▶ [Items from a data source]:
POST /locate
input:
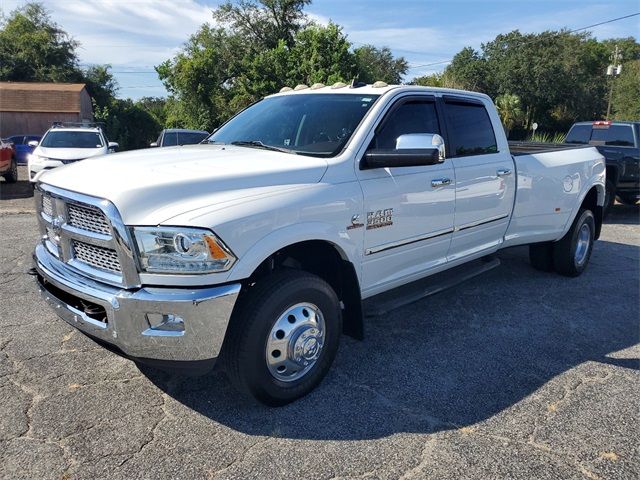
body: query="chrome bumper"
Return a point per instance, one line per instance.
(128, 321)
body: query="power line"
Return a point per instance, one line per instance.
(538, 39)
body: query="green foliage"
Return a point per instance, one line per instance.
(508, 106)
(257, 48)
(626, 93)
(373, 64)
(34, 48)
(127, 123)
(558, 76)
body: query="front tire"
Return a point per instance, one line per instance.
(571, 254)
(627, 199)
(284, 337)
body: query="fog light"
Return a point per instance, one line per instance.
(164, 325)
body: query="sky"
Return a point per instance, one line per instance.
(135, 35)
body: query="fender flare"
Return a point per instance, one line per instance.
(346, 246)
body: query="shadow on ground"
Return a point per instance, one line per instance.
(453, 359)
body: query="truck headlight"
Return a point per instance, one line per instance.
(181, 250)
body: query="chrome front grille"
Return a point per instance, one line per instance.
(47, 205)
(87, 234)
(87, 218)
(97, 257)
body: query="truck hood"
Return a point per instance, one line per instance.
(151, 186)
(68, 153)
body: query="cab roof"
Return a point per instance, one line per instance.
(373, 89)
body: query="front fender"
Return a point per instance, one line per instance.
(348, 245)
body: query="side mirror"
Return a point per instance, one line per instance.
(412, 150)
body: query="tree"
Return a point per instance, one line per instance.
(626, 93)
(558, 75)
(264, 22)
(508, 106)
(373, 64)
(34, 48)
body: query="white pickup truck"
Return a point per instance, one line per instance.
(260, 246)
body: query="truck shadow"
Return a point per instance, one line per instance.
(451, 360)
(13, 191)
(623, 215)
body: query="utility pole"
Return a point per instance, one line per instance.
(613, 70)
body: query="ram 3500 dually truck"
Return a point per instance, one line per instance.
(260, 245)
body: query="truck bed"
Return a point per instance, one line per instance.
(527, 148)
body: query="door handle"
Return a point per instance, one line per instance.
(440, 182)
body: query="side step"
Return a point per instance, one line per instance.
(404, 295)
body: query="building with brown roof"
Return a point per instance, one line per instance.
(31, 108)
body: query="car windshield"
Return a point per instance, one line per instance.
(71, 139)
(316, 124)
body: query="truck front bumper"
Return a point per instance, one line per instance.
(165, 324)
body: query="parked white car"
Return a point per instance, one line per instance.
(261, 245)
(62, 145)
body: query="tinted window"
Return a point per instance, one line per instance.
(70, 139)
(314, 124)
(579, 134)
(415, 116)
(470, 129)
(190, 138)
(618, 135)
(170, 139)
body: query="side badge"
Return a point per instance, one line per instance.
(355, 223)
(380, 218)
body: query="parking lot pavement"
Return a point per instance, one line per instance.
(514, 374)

▶ [TASK DETAILS]: Keep the pictures out of the copy and return the rest of the data above exactly.

▶ [TASK SOLUTION]:
POST /locate
input:
body: query="chrome bumper"
Return a point per instance, one line per instance.
(128, 321)
body: query="power line"
Return a point per instance, one line per instance.
(538, 39)
body: query="green foliage"
Return a point per instance, one line per instance.
(508, 106)
(257, 48)
(626, 93)
(373, 64)
(34, 48)
(127, 123)
(558, 76)
body: query="front tire"
Return a point per instance, one line per instance.
(571, 254)
(627, 199)
(284, 337)
body: query="fog light"
Return a point per instance, one line per instance.
(164, 325)
body: query="sky"
Return a point per instance, one line per instance.
(135, 35)
body: query="fender flare"
Return a point per instance, one line per instance.
(346, 246)
body: query="shadow on ground"
Return a point per instance, one line per instance.
(453, 359)
body: query="truck headlight"
Return a point per instance, one line per instance.
(181, 250)
body: query="chrome front grille"
Return a point per instance, one line per instance.
(47, 205)
(87, 234)
(87, 218)
(97, 257)
body: query="truck hood"
Return a point per instance, one line per instance.
(151, 186)
(68, 153)
body: query="cab roof"
Return a point per instance, one line per instance.
(373, 89)
body: query="front fender"
Return a point per instance, one line per instance.
(348, 245)
body: query="side mirror"
Return a point per instance, one line per instance.
(412, 150)
body: query="tree"
Return a point per instance, one line per instance.
(626, 93)
(558, 75)
(264, 22)
(508, 106)
(373, 64)
(34, 48)
body: query="white pickup truck"
Return a point per instance, one line per instance.
(260, 246)
body: query="truck shadow"
Return a point per instance, one line per instance.
(451, 360)
(13, 191)
(623, 215)
body: query="utility pole"
Return a point per instance, one line per instance.
(613, 70)
body: query="ram 3500 dually truck"
Return a point per instance, one line per instance.
(260, 245)
body: query="truck bed"
Return a point per instance, one line per instance.
(527, 148)
body: query="door handle"
Return a point per instance, one line per instance.
(440, 182)
body: query="side step"
Return a point per instance, one line per instance.
(404, 295)
body: query="building with brown roof"
Return a point per instance, one line per instance.
(31, 108)
body: query="car windshield"
Return a point per instance, one line per instance.
(71, 139)
(316, 124)
body: query="truck front bumper"
Return a point per instance, one line per instance.
(165, 324)
body: query="parked white car"
Return a point per instance, one line per instance.
(261, 245)
(62, 145)
body: query="tinted window"
Return a point per instance, one line per instance.
(70, 139)
(314, 124)
(579, 134)
(415, 116)
(470, 129)
(190, 138)
(618, 135)
(170, 139)
body: query="side badge"
Return a point per instance, one line per instance.
(355, 223)
(380, 218)
body: query="parking lot pavement"
Return a point per instance, one line per instance.
(514, 374)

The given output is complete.